┏━━

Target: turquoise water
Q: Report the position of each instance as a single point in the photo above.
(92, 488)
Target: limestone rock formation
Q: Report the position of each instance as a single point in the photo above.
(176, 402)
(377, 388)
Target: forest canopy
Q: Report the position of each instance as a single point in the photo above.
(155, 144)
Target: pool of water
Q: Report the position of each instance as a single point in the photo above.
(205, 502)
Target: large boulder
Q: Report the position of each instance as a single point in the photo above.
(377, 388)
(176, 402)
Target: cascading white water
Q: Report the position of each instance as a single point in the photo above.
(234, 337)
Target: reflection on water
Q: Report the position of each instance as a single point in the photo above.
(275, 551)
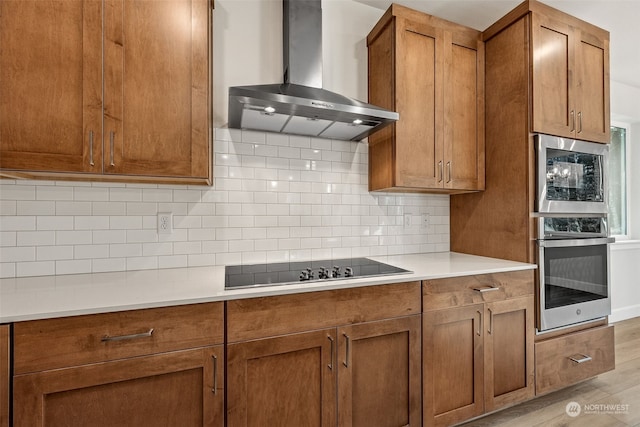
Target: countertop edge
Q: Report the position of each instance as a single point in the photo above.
(442, 264)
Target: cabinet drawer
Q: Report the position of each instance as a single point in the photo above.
(72, 341)
(467, 290)
(555, 368)
(256, 318)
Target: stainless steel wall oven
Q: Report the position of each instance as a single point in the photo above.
(571, 175)
(573, 264)
(573, 237)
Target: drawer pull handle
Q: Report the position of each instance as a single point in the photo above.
(112, 136)
(330, 365)
(91, 148)
(487, 289)
(348, 351)
(215, 374)
(580, 358)
(490, 322)
(147, 334)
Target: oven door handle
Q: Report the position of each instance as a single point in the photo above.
(563, 243)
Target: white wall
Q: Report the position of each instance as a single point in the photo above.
(625, 255)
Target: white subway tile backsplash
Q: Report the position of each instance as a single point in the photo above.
(17, 192)
(36, 238)
(104, 265)
(17, 223)
(7, 269)
(53, 253)
(8, 238)
(109, 208)
(54, 222)
(92, 193)
(17, 254)
(275, 198)
(125, 222)
(141, 236)
(142, 263)
(84, 237)
(37, 268)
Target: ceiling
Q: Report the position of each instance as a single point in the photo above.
(619, 17)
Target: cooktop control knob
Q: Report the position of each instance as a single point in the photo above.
(306, 275)
(323, 273)
(336, 271)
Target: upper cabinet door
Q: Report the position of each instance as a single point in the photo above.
(570, 79)
(51, 85)
(431, 72)
(156, 88)
(419, 72)
(464, 112)
(592, 71)
(553, 58)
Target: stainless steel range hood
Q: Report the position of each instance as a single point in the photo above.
(300, 105)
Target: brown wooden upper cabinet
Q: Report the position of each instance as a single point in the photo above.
(570, 76)
(431, 72)
(128, 100)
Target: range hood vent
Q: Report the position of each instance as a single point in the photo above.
(300, 106)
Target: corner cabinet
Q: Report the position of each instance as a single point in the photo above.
(160, 366)
(349, 357)
(487, 321)
(106, 90)
(431, 72)
(570, 77)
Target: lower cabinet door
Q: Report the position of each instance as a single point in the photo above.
(509, 352)
(181, 388)
(453, 358)
(283, 381)
(379, 371)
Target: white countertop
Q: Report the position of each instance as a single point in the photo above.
(43, 297)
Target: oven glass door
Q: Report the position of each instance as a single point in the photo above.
(574, 275)
(571, 175)
(574, 282)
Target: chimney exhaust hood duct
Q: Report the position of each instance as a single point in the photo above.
(300, 105)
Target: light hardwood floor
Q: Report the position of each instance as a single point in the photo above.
(618, 387)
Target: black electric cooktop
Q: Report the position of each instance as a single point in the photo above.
(286, 273)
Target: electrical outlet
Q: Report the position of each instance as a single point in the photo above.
(426, 220)
(407, 220)
(165, 223)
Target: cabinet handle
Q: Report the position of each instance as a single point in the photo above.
(490, 330)
(214, 358)
(573, 121)
(580, 122)
(147, 334)
(112, 136)
(330, 365)
(580, 358)
(91, 148)
(487, 289)
(348, 351)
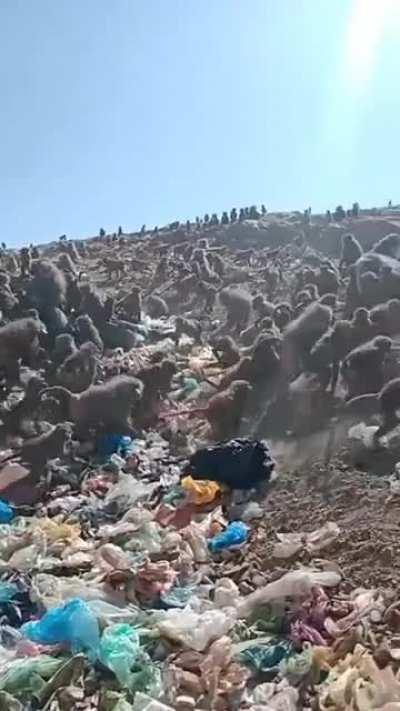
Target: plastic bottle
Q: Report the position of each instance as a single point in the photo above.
(234, 535)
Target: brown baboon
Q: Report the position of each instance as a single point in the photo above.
(25, 261)
(238, 307)
(19, 340)
(48, 286)
(351, 251)
(156, 307)
(106, 406)
(64, 346)
(87, 331)
(363, 368)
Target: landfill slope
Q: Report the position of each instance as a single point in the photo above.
(182, 544)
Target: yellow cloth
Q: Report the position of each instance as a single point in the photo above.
(200, 491)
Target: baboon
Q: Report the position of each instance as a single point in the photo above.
(301, 334)
(328, 300)
(35, 453)
(351, 250)
(25, 261)
(328, 281)
(256, 369)
(226, 351)
(106, 406)
(370, 288)
(262, 307)
(238, 308)
(64, 346)
(156, 307)
(14, 418)
(72, 251)
(55, 320)
(48, 286)
(387, 400)
(12, 264)
(8, 300)
(363, 368)
(218, 264)
(209, 293)
(114, 266)
(92, 305)
(389, 246)
(117, 335)
(282, 315)
(87, 331)
(386, 318)
(362, 328)
(189, 327)
(225, 410)
(19, 340)
(131, 304)
(78, 371)
(65, 263)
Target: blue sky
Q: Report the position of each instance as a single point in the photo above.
(126, 112)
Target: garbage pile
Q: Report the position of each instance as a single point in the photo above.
(129, 594)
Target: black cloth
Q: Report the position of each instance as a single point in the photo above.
(238, 463)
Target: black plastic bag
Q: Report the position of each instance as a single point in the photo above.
(238, 463)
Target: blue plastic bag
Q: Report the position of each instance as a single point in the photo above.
(119, 649)
(114, 444)
(73, 623)
(234, 534)
(7, 591)
(7, 512)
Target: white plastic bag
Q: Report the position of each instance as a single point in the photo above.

┗━━

Aim: Restate word for word the lines from the one holding "Target: yellow cloth" to the end of the listing, both ends included, and nothing more.

Result:
Target: yellow cloth
Q: Report the position of each instance as a single point in the photo above.
(200, 491)
Target: baboon
Q: Report the position of each instance as a single point in the photo above.
(301, 334)
(328, 300)
(35, 453)
(351, 250)
(25, 261)
(328, 281)
(256, 369)
(226, 351)
(106, 406)
(370, 288)
(262, 307)
(238, 308)
(64, 346)
(156, 307)
(14, 418)
(72, 251)
(55, 320)
(48, 286)
(387, 400)
(12, 264)
(8, 300)
(363, 368)
(218, 264)
(209, 293)
(114, 266)
(92, 305)
(389, 246)
(117, 335)
(282, 315)
(87, 331)
(386, 318)
(362, 328)
(189, 327)
(225, 410)
(19, 340)
(131, 304)
(78, 371)
(65, 263)
Target: blue sky
Q: Report the position of each instance as a single point in the photo above.
(126, 112)
Target: garbage pile
Q: Report the position of each instance as a single point in the photo above.
(129, 594)
Target: black cloth
Q: Report the position of each instance as a single point in the photo above.
(238, 463)
Target: black plastic bag
Q: Report the position of each instance as a single point in the photo above.
(238, 463)
Target: blue plastic bag
Q: Report the position of each instance as a single point in the photo above.
(119, 649)
(114, 444)
(73, 623)
(234, 534)
(7, 591)
(7, 512)
Target: white plastic bag
Q: Report the position of each instance as a single point in the photo above.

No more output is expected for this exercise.